EXTRAIT SOURCE.

──────────

Suite à mon article « J’emprunte donc je suis … moins riche », un lecteur m’a récemment demandé plus de précisions concernant les dettes contractées par les Américains au moyen de leur cartes de crédit, ainsi qu’une comparaison avec l’Europe. Enfin, il me demandait quand le niveau d’endettement allait devenir problématique (si je traduis en langage bancaire, j’imagine que ça signifie catastrophique).
Tout d’abord, en faisant mes recherches, j’ai été très surpris de trouver aussi peu d’informations sur le sujet. Y aurait-il une sorte de « loi du silence » plus ou moins consentie par les acteurs du crédit individuel ? Ce sont à la rigueur les Etats-Unis qui font preuve de plus de transparence. Même si les données ne sont pas des plus récentes, la FED (banque centrale des Etats-Unis) et les organismes de crédit américains semblent en effet plus enclins à communiquer quelques chiffres :
Commençons donc par les Etats-Unis. La dette privée des consommateurs américains (hors prêts immobiliers) atteindrait 2,46 trillions de dollars en juin 2007 (8.200 dollars par habitant).
Les crédits revolving (cartes de crédit US) représenteraient 904 milliards de dollars, soit 3.013 dollars par habitant mais un peu plus de 5.000 dollars par usager car il faut enlever les personnes qui ne possèdent pas de carte (environ un quart des foyers américains). Mais environ 30% des usagers paient leur solde à la fin du mois sans avoir recours au crédit proposé : Ainsi plus de la moitié des Américains n’utilise pas ou quasiment pas les possibilités de crédit offertes par les cartes en plastique (on est loin des clichés).
En moyenne, chaque consommateur a accès à environ 19.000 dollars via ses cartes de crédit : plus de la moitié d’entre eux utiliserait moins du tiers de cette capacité d’emprunt, mais 1 consommateur sur 7 en utiliserait 80% ou plus.
Chaque ménage américain utilise en moyenne ses cartes de crédit pour un somme correspondant à 5% de ses revenus annuels (pas de quoi faire sauter la banque !)
51% de la population américaine possèdent au moins deux cartes de crédit. 10% en possèdent au moins dix ! (Je vous laisse deviner laquelle de ces deux catégories pose le plus de problèmes…)
En Europe, la situation semble plus confuse à appréhender étant donné l’éclatement des données disponibles. Malheureusement, les chiffres concernant les seules cartes de crédit (au sens américain, c’est-à-dire ce que les Européens appellent crédit revolving) sont indisponibles.
Nous devons donc nous contenter des données concernant la totalité des crédits à la consommation. Pour cela, nous utiliserons principalement une étude réalisée par l’organisme de crédit Sofinco à la fin 2007. On y apprend que les encours de crédit à la consommation pour les 27 pays de l’Unions Européenne s’élèveraient environ 1,8 trillions de dollars (3.600 dollars par habitant soit plus de deux fois moins qu’aux Etats-Unis).

──────────

DONNÉES ENREGISTRÉES.
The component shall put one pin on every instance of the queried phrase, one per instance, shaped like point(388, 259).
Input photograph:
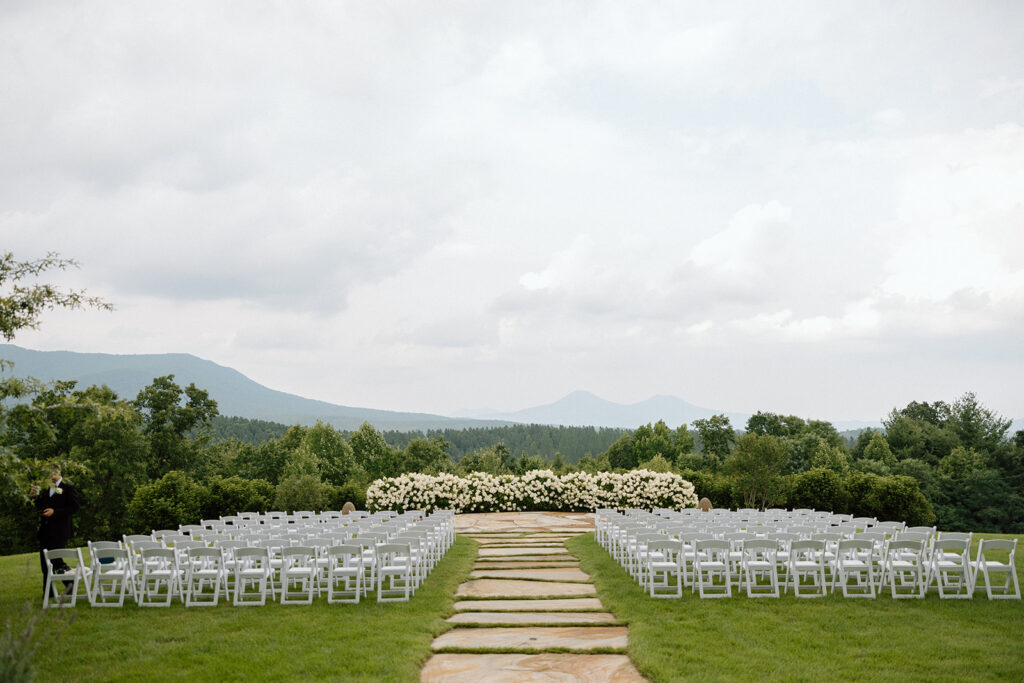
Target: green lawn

──────────

CONSIGNE 1.
D'après l'extrait source, pourquoi les crédits revolving représentent-ils un peu plus de 5.000 dollars par usager alors qu'ils ne font que 3.013 dollars par habitant ?
CONSIGNE 2.
Répondez à ces questions à partir de l'extrait source.
(a) À combien s'élèverait la dette privée des consommateurs américains, hors prêts immobiliers, en juin 2007 ?
(b) Quelle part de la population américaine possède au moins deux cartes de crédit ?
(c) Quel organisme de crédit a réalisé l'étude utilisée pour les chiffres européens ?
CONSIGNE 3.
Ces affirmations concordent-elles avec l'extrait source ? Répondez par oui ou non et citez les mots décisifs.
(a) Environ 30 % des usagers remboursent leur solde en fin de mois sans utiliser le crédit.
(b) Les chiffres européens sur les seules cartes de crédit sont disponibles.
(c) Un consommateur sur trois utilise 80 % ou plus de sa capacité d'emprunt.

RÉPONSE ATTENDUE 1.
Pour obtenir le montant par usager, il faut enlever les personnes qui ne possèdent pas de carte. Cela représente environ un quart des foyers américains, ce qui fait monter la somme au-delà de 5.000 dollars.

RÉPONSE ATTENDUE 2.
(a) À 2,46 trillions de dollars, soit 8.200 dollars par habitant.
(b) 51 %.
(c) Sofinco.

RÉPONSE ATTENDUE 3.
(a) Oui : « environ 30% des usagers paient leur solde à la fin du mois sans avoir recours au crédit proposé ».
(b) Non : « les chiffres concernant les seules cartes de crédit (au sens américain, c’est-à-dire ce que les Européens appellent crédit revolving) sont indisponibles ».
(c) Non : « 1 consommateur sur 7 en utiliserait 80% ou plus ».